====== Material for this exercise

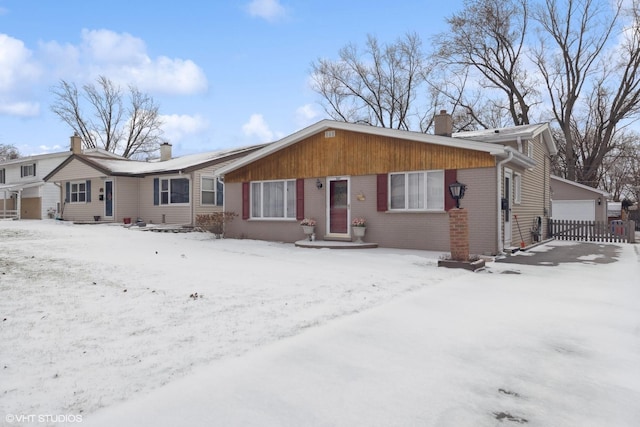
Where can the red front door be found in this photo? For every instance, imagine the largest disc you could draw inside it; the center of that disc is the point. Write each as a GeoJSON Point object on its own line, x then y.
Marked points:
{"type": "Point", "coordinates": [338, 206]}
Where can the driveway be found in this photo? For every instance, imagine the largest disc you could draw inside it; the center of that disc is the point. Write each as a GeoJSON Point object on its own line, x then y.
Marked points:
{"type": "Point", "coordinates": [558, 252]}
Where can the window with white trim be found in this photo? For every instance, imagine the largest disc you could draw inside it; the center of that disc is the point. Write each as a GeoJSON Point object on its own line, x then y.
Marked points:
{"type": "Point", "coordinates": [174, 191]}
{"type": "Point", "coordinates": [78, 192]}
{"type": "Point", "coordinates": [517, 188]}
{"type": "Point", "coordinates": [211, 190]}
{"type": "Point", "coordinates": [416, 191]}
{"type": "Point", "coordinates": [28, 170]}
{"type": "Point", "coordinates": [273, 199]}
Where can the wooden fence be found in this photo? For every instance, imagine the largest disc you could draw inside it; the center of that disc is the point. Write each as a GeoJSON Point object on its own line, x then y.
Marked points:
{"type": "Point", "coordinates": [6, 214]}
{"type": "Point", "coordinates": [591, 231]}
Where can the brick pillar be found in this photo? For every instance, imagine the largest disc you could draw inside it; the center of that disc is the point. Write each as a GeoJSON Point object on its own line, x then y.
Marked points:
{"type": "Point", "coordinates": [459, 234]}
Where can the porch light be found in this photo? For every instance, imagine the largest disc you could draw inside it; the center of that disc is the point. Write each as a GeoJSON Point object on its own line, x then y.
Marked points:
{"type": "Point", "coordinates": [456, 190]}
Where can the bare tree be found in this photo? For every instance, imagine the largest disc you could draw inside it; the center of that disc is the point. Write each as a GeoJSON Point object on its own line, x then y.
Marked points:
{"type": "Point", "coordinates": [8, 152]}
{"type": "Point", "coordinates": [378, 86]}
{"type": "Point", "coordinates": [132, 131]}
{"type": "Point", "coordinates": [574, 36]}
{"type": "Point", "coordinates": [487, 39]}
{"type": "Point", "coordinates": [621, 168]}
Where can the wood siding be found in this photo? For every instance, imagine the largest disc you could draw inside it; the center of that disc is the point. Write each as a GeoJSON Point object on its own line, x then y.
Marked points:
{"type": "Point", "coordinates": [352, 153]}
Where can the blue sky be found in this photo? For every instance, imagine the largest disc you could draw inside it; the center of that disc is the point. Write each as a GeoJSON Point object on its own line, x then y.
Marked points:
{"type": "Point", "coordinates": [224, 73]}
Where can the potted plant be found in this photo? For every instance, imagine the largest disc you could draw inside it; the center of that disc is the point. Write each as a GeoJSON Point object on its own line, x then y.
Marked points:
{"type": "Point", "coordinates": [359, 226]}
{"type": "Point", "coordinates": [308, 225]}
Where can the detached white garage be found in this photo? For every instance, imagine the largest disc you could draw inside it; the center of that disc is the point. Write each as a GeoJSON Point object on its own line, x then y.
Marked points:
{"type": "Point", "coordinates": [579, 210]}
{"type": "Point", "coordinates": [573, 201]}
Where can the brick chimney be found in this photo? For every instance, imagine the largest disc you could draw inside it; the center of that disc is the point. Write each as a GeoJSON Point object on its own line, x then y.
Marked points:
{"type": "Point", "coordinates": [165, 151]}
{"type": "Point", "coordinates": [443, 124]}
{"type": "Point", "coordinates": [76, 144]}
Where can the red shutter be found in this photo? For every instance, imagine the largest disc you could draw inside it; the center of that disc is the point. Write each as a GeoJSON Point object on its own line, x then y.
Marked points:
{"type": "Point", "coordinates": [383, 192]}
{"type": "Point", "coordinates": [245, 201]}
{"type": "Point", "coordinates": [450, 176]}
{"type": "Point", "coordinates": [299, 199]}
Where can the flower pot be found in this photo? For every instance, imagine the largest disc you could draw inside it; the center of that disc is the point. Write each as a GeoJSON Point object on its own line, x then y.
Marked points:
{"type": "Point", "coordinates": [308, 230]}
{"type": "Point", "coordinates": [358, 233]}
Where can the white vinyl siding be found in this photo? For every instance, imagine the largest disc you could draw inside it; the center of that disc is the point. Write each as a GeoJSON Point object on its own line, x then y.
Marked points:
{"type": "Point", "coordinates": [28, 170]}
{"type": "Point", "coordinates": [211, 191]}
{"type": "Point", "coordinates": [517, 188]}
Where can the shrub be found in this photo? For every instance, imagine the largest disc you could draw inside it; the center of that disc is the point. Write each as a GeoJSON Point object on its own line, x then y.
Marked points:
{"type": "Point", "coordinates": [215, 222]}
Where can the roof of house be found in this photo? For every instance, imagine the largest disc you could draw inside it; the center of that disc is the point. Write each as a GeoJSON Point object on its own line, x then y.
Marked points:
{"type": "Point", "coordinates": [582, 186]}
{"type": "Point", "coordinates": [493, 149]}
{"type": "Point", "coordinates": [126, 167]}
{"type": "Point", "coordinates": [524, 132]}
{"type": "Point", "coordinates": [36, 157]}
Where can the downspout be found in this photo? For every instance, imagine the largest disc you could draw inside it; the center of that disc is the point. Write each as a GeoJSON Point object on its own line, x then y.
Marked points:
{"type": "Point", "coordinates": [499, 187]}
{"type": "Point", "coordinates": [60, 203]}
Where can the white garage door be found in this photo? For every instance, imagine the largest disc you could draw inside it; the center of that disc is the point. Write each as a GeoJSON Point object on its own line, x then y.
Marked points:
{"type": "Point", "coordinates": [579, 210]}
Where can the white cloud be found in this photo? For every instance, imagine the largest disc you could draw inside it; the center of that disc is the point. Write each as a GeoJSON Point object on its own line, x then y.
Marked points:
{"type": "Point", "coordinates": [177, 127]}
{"type": "Point", "coordinates": [20, 109]}
{"type": "Point", "coordinates": [124, 59]}
{"type": "Point", "coordinates": [270, 10]}
{"type": "Point", "coordinates": [306, 115]}
{"type": "Point", "coordinates": [256, 126]}
{"type": "Point", "coordinates": [17, 66]}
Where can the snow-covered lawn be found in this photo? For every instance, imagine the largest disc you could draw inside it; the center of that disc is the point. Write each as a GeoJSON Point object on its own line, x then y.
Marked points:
{"type": "Point", "coordinates": [124, 327]}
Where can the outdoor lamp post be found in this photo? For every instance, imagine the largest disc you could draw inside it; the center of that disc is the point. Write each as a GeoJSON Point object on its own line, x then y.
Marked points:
{"type": "Point", "coordinates": [457, 190]}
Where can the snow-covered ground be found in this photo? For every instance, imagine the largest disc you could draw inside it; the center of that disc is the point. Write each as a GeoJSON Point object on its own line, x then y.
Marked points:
{"type": "Point", "coordinates": [111, 326]}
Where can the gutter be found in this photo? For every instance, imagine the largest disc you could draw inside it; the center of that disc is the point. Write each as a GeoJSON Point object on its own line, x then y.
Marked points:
{"type": "Point", "coordinates": [499, 201]}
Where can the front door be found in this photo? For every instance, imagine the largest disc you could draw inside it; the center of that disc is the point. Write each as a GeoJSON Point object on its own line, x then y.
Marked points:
{"type": "Point", "coordinates": [108, 199]}
{"type": "Point", "coordinates": [507, 223]}
{"type": "Point", "coordinates": [338, 205]}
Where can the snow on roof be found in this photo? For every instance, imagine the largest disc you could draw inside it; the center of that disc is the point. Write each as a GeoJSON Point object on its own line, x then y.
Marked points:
{"type": "Point", "coordinates": [135, 167]}
{"type": "Point", "coordinates": [36, 157]}
{"type": "Point", "coordinates": [577, 184]}
{"type": "Point", "coordinates": [511, 133]}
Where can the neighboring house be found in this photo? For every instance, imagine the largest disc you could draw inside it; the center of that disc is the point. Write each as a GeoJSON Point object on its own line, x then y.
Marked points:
{"type": "Point", "coordinates": [398, 180]}
{"type": "Point", "coordinates": [573, 201]}
{"type": "Point", "coordinates": [23, 193]}
{"type": "Point", "coordinates": [171, 190]}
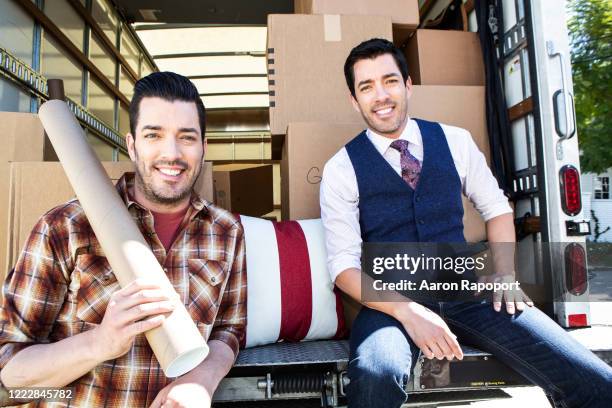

============

▶ **Exercise brief**:
Can you turn the lines above, starting with the line that contains "Where can the neighboring" and going on through the end of the items, into a JSON list of strings with one string per line and blank lines skipped? Leave the pictures out of the answer.

▶ **The output**:
[
  "Where can the neighboring house be found in this photo? For every instance, imagine the largest disc you could draw inside it; the center of that disc is the point. Write each as a GeoJSON Point object on its own line, x then y.",
  "Marked points:",
  "{\"type\": \"Point\", \"coordinates\": [398, 180]}",
  "{\"type\": \"Point\", \"coordinates\": [573, 201]}",
  "{\"type\": \"Point\", \"coordinates\": [23, 193]}",
  "{\"type\": \"Point\", \"coordinates\": [171, 190]}"
]